▸ **Instructions to follow**
Please rewrite the records below, replacing "instance" with "occurrence" and changing nothing else. Leave the pictures out of your version.

▸ **Entries supplied**
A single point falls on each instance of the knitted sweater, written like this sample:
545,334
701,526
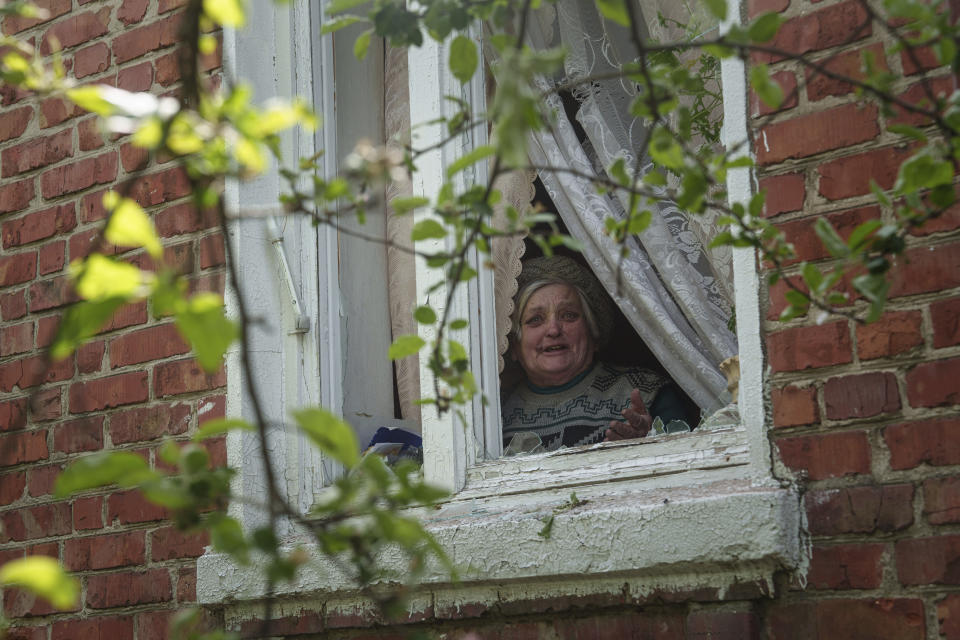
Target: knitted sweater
579,412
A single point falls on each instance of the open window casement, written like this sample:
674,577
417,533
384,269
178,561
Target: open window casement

▸ **Output for this task**
A single point falls on each occurrence of the knitted sweater, written like this sample:
545,334
701,526
Target: knitted sweater
579,412
A single point falls on each occurrence of the open window casement, written like this sample:
674,577
417,533
384,269
178,561
Target: open window casement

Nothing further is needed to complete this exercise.